* [Data for review]
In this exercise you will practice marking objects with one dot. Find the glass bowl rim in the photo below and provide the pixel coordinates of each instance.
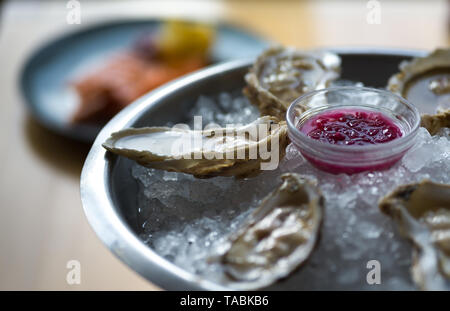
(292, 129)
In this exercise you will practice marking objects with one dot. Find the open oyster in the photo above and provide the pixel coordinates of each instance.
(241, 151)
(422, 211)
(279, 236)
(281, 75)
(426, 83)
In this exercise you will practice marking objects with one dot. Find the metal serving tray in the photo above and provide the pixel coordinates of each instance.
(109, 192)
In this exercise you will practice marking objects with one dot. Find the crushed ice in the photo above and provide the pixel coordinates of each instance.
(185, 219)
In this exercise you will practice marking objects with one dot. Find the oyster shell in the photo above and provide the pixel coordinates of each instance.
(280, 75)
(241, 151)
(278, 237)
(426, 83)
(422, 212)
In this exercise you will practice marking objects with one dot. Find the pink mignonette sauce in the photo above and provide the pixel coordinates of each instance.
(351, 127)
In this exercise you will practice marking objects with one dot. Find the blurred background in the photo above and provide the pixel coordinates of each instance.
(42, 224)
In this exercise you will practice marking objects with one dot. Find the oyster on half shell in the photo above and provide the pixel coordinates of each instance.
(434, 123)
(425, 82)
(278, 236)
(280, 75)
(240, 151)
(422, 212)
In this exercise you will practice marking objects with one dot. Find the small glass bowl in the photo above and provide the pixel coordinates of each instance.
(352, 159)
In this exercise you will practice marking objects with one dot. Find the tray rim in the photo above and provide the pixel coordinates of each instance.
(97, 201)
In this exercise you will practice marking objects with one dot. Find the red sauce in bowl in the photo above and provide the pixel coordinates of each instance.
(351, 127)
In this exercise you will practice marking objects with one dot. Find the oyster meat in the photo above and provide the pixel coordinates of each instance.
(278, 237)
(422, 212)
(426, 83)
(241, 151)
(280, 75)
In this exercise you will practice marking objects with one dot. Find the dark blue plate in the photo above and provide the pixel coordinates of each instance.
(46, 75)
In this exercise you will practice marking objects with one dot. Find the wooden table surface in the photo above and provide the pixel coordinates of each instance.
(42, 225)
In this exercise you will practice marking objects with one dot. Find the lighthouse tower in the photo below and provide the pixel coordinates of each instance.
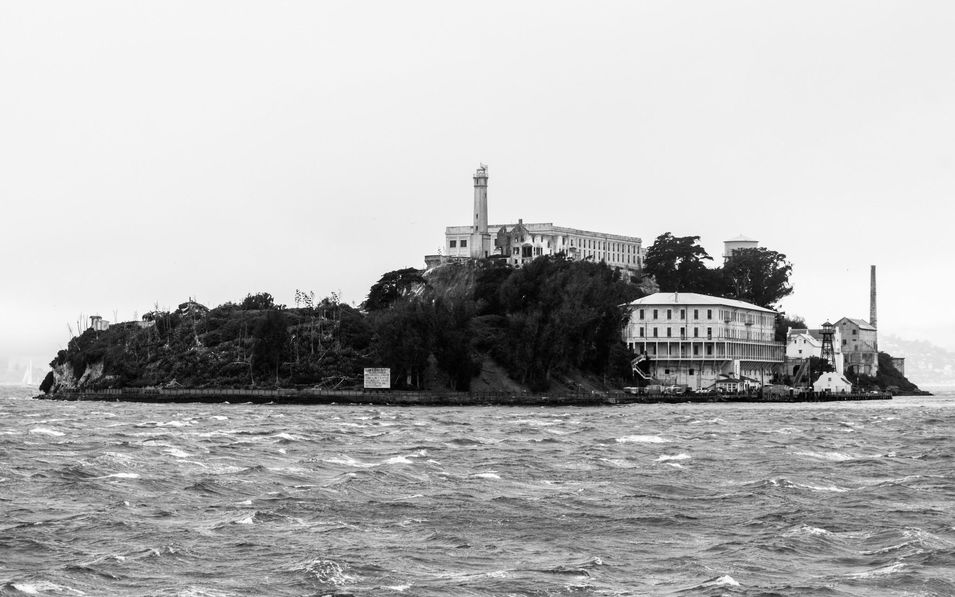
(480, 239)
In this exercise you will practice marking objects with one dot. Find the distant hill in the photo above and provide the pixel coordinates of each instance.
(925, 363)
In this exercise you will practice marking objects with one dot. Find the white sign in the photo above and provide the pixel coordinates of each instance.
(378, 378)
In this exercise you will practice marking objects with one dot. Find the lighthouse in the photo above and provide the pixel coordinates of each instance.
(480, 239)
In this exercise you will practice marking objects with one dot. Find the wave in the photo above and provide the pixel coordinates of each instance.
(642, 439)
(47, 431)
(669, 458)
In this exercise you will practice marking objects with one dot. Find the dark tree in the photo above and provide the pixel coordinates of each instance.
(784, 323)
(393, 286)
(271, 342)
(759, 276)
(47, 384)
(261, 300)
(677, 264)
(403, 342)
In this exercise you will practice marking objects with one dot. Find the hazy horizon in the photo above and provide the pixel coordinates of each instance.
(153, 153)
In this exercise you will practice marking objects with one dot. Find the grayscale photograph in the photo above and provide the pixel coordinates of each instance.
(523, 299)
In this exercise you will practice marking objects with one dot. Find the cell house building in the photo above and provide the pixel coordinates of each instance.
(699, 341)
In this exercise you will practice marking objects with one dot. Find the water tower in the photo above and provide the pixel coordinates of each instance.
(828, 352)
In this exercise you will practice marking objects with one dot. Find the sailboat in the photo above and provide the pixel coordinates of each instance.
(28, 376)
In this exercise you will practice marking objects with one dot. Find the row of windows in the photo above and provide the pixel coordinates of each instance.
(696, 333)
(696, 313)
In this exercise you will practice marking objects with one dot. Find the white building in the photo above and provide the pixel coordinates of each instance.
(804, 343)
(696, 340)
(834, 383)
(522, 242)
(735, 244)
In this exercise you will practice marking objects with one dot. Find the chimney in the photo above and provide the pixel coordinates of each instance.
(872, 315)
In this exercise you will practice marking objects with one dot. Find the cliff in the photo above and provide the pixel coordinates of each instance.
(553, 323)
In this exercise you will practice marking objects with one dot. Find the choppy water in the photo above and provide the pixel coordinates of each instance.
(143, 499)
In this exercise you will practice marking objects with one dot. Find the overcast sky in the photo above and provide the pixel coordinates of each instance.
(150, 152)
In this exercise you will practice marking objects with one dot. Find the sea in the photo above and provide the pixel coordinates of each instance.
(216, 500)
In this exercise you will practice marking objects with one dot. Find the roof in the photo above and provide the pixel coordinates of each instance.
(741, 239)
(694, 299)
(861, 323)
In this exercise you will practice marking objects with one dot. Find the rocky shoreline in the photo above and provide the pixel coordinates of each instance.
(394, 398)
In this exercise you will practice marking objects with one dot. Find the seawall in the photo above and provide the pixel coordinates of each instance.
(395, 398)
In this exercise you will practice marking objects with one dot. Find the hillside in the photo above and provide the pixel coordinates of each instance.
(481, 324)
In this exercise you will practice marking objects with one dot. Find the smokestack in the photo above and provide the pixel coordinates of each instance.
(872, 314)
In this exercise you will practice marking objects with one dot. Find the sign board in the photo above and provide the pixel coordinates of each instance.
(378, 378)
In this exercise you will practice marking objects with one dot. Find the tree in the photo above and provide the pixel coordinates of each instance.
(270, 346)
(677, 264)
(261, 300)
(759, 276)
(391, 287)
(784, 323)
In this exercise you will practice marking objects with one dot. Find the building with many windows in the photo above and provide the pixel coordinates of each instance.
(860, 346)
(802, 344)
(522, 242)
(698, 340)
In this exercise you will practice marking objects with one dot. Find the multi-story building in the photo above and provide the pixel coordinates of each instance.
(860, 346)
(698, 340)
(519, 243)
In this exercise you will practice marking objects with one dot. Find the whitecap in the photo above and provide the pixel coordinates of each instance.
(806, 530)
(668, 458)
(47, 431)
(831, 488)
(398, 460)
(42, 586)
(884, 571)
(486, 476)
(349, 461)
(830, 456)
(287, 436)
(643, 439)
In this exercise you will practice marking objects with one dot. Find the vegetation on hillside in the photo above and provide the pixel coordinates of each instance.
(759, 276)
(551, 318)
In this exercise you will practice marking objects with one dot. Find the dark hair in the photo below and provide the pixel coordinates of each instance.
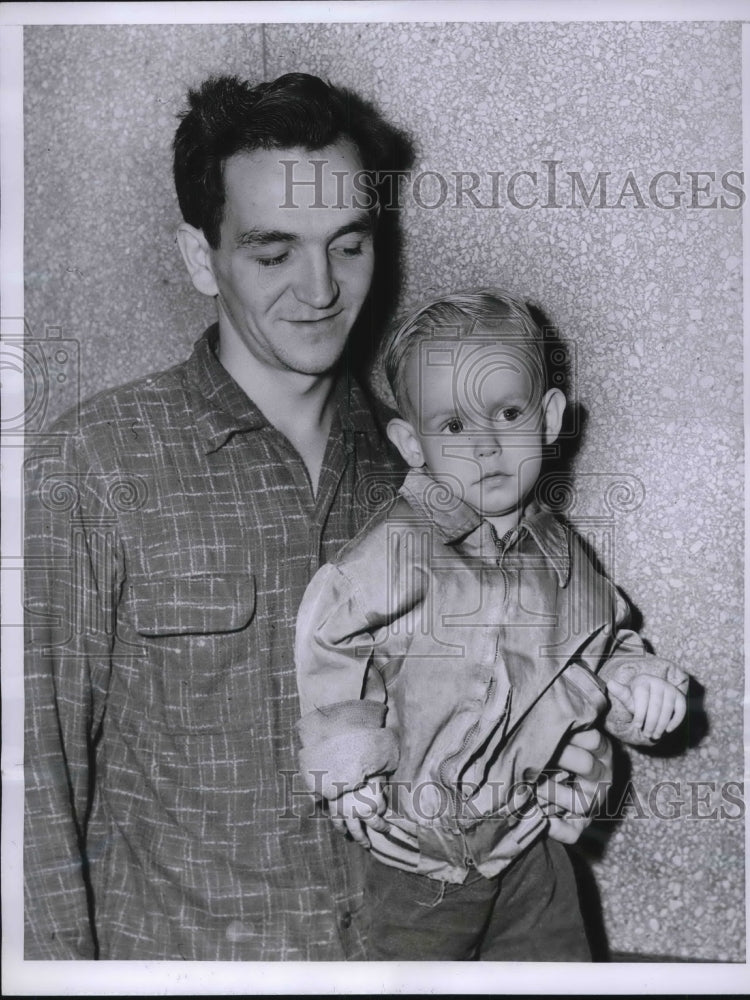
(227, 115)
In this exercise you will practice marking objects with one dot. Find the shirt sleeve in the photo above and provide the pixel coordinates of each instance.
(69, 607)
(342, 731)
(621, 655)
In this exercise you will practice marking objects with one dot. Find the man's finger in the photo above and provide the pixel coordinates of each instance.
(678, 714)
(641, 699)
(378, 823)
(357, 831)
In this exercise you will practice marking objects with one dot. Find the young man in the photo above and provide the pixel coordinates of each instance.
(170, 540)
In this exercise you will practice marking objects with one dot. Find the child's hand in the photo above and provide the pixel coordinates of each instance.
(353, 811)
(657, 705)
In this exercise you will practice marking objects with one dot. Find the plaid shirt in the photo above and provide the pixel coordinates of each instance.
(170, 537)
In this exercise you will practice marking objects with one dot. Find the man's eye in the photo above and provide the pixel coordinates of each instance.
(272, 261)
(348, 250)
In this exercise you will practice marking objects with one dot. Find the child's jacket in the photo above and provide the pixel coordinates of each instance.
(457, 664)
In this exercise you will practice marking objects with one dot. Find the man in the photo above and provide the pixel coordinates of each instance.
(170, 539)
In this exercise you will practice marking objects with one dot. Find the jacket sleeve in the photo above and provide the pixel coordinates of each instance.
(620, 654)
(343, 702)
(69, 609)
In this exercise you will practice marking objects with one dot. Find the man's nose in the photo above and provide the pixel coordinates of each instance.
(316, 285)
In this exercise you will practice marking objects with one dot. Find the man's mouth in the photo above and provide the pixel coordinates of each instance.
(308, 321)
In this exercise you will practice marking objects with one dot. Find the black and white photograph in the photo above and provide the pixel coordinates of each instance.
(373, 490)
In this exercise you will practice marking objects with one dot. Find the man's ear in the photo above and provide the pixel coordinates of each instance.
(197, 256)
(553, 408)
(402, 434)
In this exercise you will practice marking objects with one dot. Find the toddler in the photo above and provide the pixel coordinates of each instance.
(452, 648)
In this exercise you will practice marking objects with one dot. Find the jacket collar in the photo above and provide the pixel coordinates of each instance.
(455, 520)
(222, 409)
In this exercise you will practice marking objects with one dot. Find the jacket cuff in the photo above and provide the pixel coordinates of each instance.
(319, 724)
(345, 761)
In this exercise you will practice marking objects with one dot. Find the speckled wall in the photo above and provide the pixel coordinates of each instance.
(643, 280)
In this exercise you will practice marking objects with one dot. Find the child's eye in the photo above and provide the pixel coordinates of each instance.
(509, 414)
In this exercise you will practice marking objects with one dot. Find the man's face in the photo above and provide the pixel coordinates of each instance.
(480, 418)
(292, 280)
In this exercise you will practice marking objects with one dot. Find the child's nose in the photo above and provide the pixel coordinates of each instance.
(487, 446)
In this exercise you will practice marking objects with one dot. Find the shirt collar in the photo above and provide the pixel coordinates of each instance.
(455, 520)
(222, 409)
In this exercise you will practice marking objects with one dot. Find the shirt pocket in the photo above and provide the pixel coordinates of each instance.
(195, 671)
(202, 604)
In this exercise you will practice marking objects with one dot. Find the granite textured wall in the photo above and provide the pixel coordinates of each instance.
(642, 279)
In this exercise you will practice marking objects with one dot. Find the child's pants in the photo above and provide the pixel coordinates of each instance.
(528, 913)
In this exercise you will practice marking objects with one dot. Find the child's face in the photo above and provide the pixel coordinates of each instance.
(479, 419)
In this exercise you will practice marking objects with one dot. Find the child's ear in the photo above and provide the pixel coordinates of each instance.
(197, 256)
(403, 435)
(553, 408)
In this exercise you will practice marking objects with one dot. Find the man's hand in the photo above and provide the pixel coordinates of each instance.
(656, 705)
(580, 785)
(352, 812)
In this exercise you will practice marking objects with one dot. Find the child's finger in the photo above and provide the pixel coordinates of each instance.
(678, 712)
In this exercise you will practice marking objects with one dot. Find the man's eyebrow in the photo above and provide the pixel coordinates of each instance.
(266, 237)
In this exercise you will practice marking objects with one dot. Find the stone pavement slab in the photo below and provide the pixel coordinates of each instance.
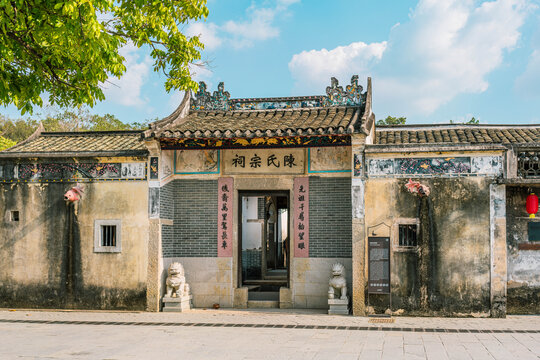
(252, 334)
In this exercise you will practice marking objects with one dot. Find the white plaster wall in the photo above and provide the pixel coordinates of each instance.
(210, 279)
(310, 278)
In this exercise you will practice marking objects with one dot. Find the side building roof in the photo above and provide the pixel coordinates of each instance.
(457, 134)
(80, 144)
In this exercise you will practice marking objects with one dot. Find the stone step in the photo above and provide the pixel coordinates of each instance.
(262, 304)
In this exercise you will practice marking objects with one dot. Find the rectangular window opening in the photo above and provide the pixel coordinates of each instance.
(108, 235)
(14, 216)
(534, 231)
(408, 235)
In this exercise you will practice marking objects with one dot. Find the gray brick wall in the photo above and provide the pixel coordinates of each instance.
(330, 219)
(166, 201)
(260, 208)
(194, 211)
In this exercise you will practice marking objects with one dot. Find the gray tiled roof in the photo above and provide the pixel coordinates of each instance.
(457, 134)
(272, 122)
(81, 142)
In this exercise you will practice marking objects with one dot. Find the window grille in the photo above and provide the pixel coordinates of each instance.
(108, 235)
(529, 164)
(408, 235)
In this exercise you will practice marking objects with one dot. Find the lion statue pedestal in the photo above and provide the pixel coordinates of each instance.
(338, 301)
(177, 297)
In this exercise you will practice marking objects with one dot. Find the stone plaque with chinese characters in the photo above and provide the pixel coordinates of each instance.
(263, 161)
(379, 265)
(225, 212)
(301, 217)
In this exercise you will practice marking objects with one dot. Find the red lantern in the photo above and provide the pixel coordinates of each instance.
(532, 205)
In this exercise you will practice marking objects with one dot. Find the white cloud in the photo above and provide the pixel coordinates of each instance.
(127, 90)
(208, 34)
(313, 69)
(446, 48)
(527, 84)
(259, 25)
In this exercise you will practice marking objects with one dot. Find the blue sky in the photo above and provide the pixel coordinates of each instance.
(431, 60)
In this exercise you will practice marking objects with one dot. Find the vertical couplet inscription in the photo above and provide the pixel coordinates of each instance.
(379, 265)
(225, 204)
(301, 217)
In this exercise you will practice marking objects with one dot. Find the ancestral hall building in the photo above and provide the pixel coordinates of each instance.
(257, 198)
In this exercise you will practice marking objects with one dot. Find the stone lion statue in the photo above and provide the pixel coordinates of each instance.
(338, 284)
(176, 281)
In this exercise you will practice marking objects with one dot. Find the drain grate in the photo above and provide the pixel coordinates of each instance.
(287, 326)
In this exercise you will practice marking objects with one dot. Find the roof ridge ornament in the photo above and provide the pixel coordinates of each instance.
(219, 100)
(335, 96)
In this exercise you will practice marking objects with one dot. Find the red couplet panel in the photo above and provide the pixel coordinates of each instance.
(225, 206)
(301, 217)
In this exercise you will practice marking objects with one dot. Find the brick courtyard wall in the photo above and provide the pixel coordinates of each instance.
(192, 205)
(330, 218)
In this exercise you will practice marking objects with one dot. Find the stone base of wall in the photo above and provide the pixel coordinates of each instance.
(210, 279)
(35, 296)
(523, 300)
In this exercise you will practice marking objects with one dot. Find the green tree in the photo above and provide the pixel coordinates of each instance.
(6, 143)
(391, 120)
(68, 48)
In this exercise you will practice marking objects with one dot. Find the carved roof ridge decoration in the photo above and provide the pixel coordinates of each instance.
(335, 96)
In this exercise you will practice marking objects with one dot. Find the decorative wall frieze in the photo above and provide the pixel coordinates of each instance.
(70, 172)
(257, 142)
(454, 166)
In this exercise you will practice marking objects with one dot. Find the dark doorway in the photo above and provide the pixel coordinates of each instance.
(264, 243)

* [Exercise aim] Quote exactly what appears from the line containing "Find the vertical" through the final line of the listing above, including both of those lines.

* [Solution to this task]
In this exercise you will practice marking objects with one dot. Find the vertical couplet inscription in the photo above and provide the pixel coordinates of each instance.
(379, 265)
(225, 204)
(301, 217)
In this exercise you will practice marking objects with one dot. Find the ancestral hall building in the photo above and provide the pixel coordinates of each instance.
(257, 198)
In this exercise you will practice marking objects with one dot. Find the stone lion statue in the photo above and provide the pixel coordinates of each instance.
(338, 284)
(176, 281)
In this exercise you will practice marking objects with one dot. Find the drain grate in the photo above and provide the pixel coordinates of each instance.
(287, 326)
In this exercise you will practice marking objects with one dot. Find the roof ridge ornament in the photo above and provide the pixel coordinates of each instance.
(219, 100)
(335, 96)
In this exercise you will practice marking objects with one dot. Find the red couplet panel in the photo above and provide the pixel coordinates of each instance.
(225, 206)
(301, 217)
In this exercise you will practice marking objects with one dot. Find the brick courtyard wall in the photo above and provide the pixel coordinates of each instance.
(192, 205)
(330, 218)
In this exercise you will practice marking objects with one dot. Find the stone base of wall in the photo above and provide the pixel coordinates of each instance.
(210, 279)
(35, 296)
(523, 300)
In this exercise you will practice marking objects with one dot. Find the green tree in the photo above and provide the pixel coordinates of each instance.
(6, 143)
(391, 120)
(68, 48)
In this exercise you will practice marking objects with one dot. Find the carved roof ridge decoration in the photo above and provide the pixel coordinates of each instance.
(335, 96)
In this exercise you will practice marking objects with one dot. Find the decorative wall frieze in the photo above and provide the pixel coordinates of each instance.
(70, 172)
(257, 142)
(454, 166)
In this exercise you will practice marking objects with one dot. Find the dark doorway in the photo above and provide the pixel coordinates of each instance.
(264, 243)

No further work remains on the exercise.